→ AIM: Look for "locate: moss-covered log" in the listing below, then copy exactly the line it appears in and all lines after it to the end, and nothing more.

→ DATASET EXTRACT:

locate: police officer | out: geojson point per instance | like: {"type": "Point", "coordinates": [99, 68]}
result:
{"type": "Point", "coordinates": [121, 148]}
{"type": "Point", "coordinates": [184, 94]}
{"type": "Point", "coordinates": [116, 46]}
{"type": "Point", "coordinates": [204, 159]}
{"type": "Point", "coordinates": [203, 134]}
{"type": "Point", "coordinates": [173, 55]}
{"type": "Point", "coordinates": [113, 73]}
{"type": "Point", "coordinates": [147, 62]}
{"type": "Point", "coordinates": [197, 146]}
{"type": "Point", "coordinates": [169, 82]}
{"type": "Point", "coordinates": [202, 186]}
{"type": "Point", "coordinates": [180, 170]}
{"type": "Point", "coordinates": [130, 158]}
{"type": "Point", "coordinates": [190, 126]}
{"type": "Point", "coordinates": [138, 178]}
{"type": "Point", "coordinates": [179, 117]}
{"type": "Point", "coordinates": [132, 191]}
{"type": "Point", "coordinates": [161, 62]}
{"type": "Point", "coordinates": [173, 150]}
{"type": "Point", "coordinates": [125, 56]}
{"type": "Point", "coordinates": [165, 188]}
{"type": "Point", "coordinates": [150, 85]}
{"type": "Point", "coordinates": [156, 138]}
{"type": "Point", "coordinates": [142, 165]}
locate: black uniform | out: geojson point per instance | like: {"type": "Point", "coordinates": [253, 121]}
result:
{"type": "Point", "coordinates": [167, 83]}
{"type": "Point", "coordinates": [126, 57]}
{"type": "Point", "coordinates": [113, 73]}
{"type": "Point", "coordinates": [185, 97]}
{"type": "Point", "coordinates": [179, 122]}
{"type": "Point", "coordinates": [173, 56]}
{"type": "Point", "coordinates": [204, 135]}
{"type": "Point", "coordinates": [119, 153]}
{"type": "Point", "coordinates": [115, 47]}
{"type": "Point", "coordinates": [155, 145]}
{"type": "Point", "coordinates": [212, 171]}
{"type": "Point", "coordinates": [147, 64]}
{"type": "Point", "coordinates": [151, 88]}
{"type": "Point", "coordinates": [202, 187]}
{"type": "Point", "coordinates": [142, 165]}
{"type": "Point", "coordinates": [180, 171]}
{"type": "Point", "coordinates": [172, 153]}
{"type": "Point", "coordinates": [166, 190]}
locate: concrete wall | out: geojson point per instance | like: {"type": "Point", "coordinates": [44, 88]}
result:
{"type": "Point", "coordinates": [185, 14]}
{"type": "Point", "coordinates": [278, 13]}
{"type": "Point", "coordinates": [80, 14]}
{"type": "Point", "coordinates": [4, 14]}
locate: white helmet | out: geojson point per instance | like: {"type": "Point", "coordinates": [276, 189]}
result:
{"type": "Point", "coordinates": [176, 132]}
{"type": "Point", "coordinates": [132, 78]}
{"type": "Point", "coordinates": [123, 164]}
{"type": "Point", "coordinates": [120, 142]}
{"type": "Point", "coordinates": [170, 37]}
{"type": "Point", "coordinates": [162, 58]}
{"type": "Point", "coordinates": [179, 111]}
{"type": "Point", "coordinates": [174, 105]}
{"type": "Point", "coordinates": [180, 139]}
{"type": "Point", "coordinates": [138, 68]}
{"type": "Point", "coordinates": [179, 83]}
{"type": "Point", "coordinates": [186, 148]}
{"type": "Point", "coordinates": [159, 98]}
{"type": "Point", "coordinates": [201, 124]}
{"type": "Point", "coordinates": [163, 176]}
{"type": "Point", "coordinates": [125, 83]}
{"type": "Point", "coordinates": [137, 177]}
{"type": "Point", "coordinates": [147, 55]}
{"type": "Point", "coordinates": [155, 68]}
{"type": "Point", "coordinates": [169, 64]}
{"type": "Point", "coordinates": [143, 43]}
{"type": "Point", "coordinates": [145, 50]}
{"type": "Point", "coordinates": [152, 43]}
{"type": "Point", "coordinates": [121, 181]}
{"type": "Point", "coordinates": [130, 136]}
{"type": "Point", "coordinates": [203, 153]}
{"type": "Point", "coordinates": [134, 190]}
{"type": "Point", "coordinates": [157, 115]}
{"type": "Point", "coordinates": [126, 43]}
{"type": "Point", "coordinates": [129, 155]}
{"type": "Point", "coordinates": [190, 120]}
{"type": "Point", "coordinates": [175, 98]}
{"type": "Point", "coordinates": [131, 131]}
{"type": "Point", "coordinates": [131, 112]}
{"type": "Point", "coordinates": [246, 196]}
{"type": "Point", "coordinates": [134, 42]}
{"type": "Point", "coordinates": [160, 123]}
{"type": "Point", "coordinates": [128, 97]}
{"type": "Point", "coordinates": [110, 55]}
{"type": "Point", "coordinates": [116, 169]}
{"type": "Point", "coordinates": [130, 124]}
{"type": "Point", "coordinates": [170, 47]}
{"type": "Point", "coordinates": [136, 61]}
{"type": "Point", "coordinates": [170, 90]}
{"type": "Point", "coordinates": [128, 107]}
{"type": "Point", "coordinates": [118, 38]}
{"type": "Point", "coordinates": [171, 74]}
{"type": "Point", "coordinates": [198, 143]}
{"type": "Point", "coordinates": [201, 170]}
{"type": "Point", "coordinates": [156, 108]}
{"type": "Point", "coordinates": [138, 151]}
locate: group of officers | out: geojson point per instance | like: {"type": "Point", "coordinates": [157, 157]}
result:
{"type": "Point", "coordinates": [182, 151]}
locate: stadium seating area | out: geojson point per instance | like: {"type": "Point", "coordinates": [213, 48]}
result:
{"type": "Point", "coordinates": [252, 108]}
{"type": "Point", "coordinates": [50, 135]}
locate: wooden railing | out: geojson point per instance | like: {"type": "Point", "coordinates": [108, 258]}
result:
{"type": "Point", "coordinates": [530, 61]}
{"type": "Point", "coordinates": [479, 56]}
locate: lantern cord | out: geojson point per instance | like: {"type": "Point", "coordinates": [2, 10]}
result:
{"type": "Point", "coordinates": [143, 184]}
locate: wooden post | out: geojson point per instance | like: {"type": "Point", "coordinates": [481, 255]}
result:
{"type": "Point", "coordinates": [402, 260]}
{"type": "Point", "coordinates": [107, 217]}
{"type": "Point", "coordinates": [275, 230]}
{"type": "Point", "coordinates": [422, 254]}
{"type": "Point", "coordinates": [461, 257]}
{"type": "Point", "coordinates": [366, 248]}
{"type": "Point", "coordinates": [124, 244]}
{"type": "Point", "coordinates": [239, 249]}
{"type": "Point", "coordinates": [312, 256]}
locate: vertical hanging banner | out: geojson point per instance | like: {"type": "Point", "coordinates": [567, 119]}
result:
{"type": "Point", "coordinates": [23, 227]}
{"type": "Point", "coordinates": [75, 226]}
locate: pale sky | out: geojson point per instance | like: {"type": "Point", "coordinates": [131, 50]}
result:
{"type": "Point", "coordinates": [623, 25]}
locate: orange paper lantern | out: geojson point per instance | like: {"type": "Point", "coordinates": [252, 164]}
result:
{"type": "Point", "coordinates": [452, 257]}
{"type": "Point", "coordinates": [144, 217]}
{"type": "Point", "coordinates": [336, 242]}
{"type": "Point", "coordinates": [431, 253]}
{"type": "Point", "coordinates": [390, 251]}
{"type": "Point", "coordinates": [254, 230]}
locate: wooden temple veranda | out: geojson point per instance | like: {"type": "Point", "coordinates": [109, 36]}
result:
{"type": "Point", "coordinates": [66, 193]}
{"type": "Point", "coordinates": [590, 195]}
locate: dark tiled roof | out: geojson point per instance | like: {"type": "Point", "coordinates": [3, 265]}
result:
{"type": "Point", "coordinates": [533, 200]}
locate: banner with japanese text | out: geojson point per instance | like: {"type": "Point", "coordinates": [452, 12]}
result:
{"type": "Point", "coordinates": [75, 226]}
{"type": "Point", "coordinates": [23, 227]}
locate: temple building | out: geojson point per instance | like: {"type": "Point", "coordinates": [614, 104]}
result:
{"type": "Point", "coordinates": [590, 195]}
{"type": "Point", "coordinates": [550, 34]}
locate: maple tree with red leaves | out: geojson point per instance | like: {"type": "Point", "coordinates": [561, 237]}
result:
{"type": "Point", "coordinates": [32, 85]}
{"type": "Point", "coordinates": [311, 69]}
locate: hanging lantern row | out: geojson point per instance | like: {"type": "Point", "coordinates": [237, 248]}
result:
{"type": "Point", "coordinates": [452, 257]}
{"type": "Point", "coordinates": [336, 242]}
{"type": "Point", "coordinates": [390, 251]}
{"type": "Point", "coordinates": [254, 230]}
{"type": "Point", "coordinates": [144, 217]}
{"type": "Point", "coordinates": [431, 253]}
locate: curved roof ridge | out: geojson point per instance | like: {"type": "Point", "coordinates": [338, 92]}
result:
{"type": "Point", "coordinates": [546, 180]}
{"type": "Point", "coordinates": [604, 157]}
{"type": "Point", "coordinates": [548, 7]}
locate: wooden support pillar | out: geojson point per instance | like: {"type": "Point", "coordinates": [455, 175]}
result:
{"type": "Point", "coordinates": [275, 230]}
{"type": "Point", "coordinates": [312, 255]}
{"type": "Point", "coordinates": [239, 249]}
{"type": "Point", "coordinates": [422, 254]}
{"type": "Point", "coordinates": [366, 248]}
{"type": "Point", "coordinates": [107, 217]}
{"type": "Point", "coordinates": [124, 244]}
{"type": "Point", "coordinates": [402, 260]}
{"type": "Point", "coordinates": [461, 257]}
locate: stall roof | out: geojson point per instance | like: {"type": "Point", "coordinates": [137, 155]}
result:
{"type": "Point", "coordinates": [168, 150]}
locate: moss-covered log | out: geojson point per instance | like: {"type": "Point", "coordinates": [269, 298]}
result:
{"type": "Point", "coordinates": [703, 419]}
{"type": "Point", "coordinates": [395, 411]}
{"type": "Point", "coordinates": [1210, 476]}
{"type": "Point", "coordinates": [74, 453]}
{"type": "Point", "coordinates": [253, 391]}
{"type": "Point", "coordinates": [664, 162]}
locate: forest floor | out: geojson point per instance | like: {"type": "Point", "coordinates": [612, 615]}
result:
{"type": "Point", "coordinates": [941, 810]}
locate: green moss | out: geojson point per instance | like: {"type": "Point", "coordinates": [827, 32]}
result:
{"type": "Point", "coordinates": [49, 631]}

→ RESULT OF THE TASK:
locate: moss-covered log | out: geojson point per instance | like: {"type": "Point", "coordinates": [269, 298]}
result:
{"type": "Point", "coordinates": [703, 419]}
{"type": "Point", "coordinates": [395, 411]}
{"type": "Point", "coordinates": [1210, 476]}
{"type": "Point", "coordinates": [74, 453]}
{"type": "Point", "coordinates": [253, 391]}
{"type": "Point", "coordinates": [664, 162]}
locate: forest floor | out: geojson point per instance | like: {"type": "Point", "coordinates": [612, 615]}
result:
{"type": "Point", "coordinates": [941, 810]}
locate: green moss | out: geojson point per instance | like: {"type": "Point", "coordinates": [827, 32]}
result:
{"type": "Point", "coordinates": [49, 631]}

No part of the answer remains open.